#### What you should do
Rewrite the material below with every "evaluation set" changed to "test set" and everything else left identical. Leave the pictures out of your answer.

#### Raw data
_____
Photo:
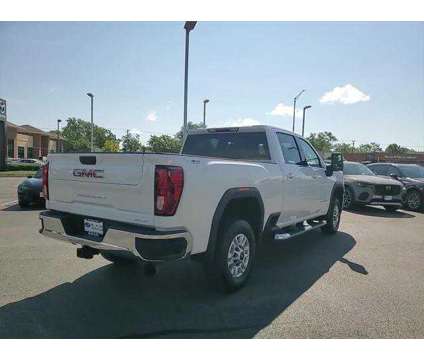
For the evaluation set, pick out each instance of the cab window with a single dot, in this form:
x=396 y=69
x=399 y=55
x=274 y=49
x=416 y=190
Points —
x=289 y=148
x=311 y=156
x=379 y=169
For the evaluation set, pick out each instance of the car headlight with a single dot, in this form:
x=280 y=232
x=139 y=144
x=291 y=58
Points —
x=361 y=184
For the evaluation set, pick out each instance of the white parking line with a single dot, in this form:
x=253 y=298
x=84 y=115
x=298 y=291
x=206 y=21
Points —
x=10 y=203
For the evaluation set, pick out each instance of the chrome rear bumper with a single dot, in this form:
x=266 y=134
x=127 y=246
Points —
x=119 y=236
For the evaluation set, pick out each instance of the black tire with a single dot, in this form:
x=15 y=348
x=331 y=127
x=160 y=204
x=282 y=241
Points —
x=414 y=200
x=23 y=204
x=332 y=220
x=232 y=276
x=348 y=198
x=391 y=208
x=119 y=258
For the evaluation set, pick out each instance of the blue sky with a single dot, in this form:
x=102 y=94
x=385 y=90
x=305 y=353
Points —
x=372 y=73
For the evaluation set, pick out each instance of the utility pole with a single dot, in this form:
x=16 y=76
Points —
x=3 y=135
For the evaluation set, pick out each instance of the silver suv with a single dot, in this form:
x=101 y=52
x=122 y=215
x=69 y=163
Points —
x=363 y=187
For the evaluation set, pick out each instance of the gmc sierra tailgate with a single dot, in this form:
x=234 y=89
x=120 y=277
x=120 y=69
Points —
x=102 y=185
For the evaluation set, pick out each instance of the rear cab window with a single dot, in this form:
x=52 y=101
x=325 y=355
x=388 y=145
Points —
x=230 y=145
x=311 y=156
x=289 y=148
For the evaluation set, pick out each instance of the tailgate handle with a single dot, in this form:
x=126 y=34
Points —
x=88 y=160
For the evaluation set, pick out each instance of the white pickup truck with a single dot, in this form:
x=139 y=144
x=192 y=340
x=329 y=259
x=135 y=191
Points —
x=227 y=191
_____
#### Expected answer
Photo:
For the test set, pick out each instance of the cab window with a single dot, in this form:
x=396 y=69
x=399 y=55
x=274 y=49
x=416 y=190
Points —
x=289 y=148
x=311 y=156
x=379 y=169
For the test set, pick out each instance of the car headlight with a single dot, in this form:
x=280 y=232
x=139 y=144
x=291 y=58
Points —
x=361 y=184
For the test set, pick out each instance of the white parking line with a single dot, in this form:
x=253 y=298
x=84 y=115
x=298 y=291
x=206 y=21
Points —
x=10 y=203
For the test set, pick out each instance of the chrome rear bumper with a single dot, in this form:
x=266 y=134
x=127 y=246
Points —
x=119 y=236
For the test set, pick out each instance of the black tire with a single dot, in this form:
x=15 y=348
x=331 y=127
x=160 y=204
x=282 y=241
Points —
x=414 y=200
x=23 y=204
x=332 y=220
x=232 y=276
x=348 y=198
x=391 y=208
x=119 y=258
For the test set, pick out each instance of the blue sky with a single dot, in this form:
x=102 y=94
x=385 y=90
x=305 y=353
Points —
x=372 y=73
For the test set, pick out each instance of the utility pole with a single dot, in this form:
x=16 y=76
Points —
x=3 y=135
For the test set, pick out each instance of the silver suv with a single dot, in this form:
x=101 y=52
x=122 y=215
x=69 y=163
Points —
x=363 y=187
For the test set, pick out each instance of the gmc sierra tailgate with a single dot, in this form:
x=234 y=89
x=120 y=277
x=120 y=69
Points —
x=102 y=185
For the test set, pick out each instance of the rear cab window with a single dot, in this form:
x=52 y=101
x=325 y=355
x=388 y=145
Points —
x=230 y=145
x=311 y=156
x=289 y=148
For the test set, pick out each instance of the tailgate handle with a single dot, in this form:
x=126 y=34
Points —
x=88 y=160
For the test set, pick out each instance of the white pickup truck with a single dot, in this form:
x=139 y=144
x=192 y=340
x=329 y=259
x=135 y=191
Points —
x=227 y=191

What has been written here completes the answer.